**Assignment 1**. From the breach-prevention text, write out everything from "Knowing how to" down to "for their jobs.".
**Assignment 2**. Using the breach-prevention text, state whether each statement agrees with it, answering yes or no and quoting the deciding words: (a) Educating employees is the most important step a company can take to defend itself. (b) Firewalls and antivirus software are the only technical measures the text recommends. (c) A public relations firm may be included on the breach team, depending on the scale of the breach.
Document excerpt START
Knowing how to best prevent a breach not only will help the company, but also the company’s customers and vendors. The most important step a company can take in order to effectively defend itself is to educate its employees about how to identify a breach, what activities can lead to a breach, and the steps to take to minimize the risk of a breach. Security protocols also should be enforced to ensure sensitive data is only being accessed by authorized employees at times when it is critical for their jobs.
Of course, education and training are just one part of the overall solution, and it is important that policies and procedures are actually implemented. To do so, a company should designate an employee who is responsible for coordinating and managing all cyber-related risk activities. Likewise, a company should create a breach team composed of outside legal counsel, forensic experts, its insurance company, and, possibly, a public relations firm (depending on the scale of the breach) so that an emergency response plan can be initiated at the first possible indication of a breach. While basic technology and configurations such as firewalls and antivirus software should be in place to help prevent breaches, a company also should encrypt its sensitive files, enable multifactor authentication, and continuously monitor both its own enterprise IP footprint and endpoints as well as its vendors’ (if possible) to look out for anomalous activity and event-driven compromises. Regular backups of sensitive information also should be made with the integrity of the data checked to make sure the files are accurate and complete and can be restored in a timely manner.
Document excerpt END
Provided material START
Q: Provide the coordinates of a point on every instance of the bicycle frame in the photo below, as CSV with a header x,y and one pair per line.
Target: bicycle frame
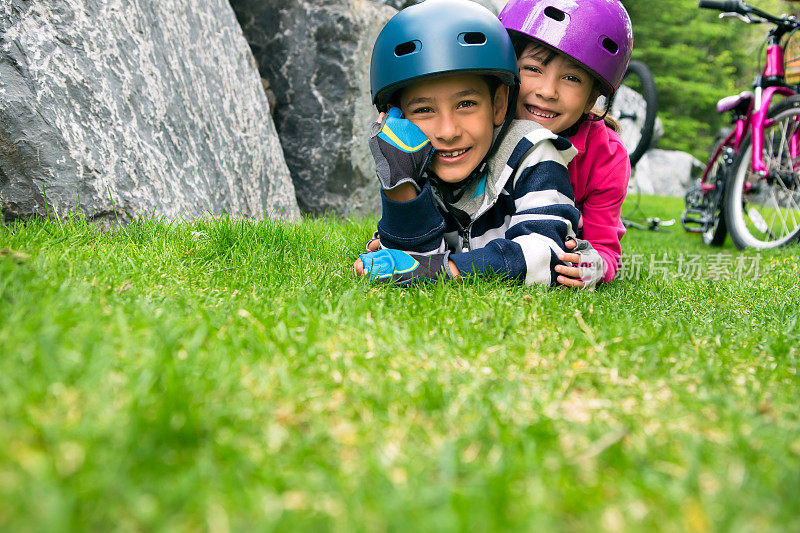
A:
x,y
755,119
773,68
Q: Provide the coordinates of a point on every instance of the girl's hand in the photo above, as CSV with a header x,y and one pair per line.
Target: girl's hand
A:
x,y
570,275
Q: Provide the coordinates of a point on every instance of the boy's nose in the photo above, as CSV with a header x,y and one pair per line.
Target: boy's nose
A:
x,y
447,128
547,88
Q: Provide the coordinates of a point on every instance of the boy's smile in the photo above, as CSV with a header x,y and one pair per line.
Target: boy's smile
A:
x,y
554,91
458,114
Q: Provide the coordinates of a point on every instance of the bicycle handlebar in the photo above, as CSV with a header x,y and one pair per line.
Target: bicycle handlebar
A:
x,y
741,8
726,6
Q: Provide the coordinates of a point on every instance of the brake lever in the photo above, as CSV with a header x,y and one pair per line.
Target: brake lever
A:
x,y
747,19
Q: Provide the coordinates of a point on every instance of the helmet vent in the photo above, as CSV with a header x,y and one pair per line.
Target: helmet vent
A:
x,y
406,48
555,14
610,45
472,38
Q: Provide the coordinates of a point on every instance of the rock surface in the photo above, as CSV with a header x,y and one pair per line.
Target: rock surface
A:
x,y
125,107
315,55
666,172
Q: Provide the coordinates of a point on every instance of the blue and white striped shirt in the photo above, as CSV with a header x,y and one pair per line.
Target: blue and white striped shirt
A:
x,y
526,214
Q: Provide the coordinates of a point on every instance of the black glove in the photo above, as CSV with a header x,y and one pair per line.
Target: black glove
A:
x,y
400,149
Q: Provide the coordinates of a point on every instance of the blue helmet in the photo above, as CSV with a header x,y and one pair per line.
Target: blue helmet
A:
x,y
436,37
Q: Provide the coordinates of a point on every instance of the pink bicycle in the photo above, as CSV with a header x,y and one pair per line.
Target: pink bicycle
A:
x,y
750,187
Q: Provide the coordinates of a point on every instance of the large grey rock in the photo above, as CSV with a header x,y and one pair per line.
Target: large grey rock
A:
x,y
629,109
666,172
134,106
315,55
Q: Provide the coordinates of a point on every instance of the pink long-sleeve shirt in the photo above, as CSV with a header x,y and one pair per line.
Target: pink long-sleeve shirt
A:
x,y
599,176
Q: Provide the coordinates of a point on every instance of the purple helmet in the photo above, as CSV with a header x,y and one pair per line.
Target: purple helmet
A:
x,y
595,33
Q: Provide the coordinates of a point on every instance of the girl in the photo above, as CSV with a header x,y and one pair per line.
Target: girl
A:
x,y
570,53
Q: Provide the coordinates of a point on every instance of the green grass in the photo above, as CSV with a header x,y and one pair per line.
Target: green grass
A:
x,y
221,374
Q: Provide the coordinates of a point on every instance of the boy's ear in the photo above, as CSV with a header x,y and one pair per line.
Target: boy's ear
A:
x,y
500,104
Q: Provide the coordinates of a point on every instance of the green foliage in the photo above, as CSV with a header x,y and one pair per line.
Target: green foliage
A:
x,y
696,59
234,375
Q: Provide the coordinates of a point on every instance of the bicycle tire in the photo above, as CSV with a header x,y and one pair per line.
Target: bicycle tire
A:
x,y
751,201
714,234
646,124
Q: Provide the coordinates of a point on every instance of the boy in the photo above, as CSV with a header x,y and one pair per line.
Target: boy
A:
Provided material END
**Result 1**.
Knowing how to best prevent a breach not only will help the company, but also the company’s customers and vendors. The most important step a company can take in order to effectively defend itself is to educate its employees about how to identify a breach, what activities can lead to a breach, and the steps to take to minimize the risk of a breach. Security protocols also should be enforced to ensure sensitive data is only being accessed by authorized employees at times when it is critical for their jobs.

**Result 2**.
(a) Yes: "The most important step a company can take in order to effectively defend itself is to educate its employees"
(b) No: "a company also should encrypt its sensitive files, enable multifactor authentication, and continuously monitor both its own enterprise IP footprint and endpoints"
(c) Yes: "possibly, a public relations firm (depending on the scale of the breach)"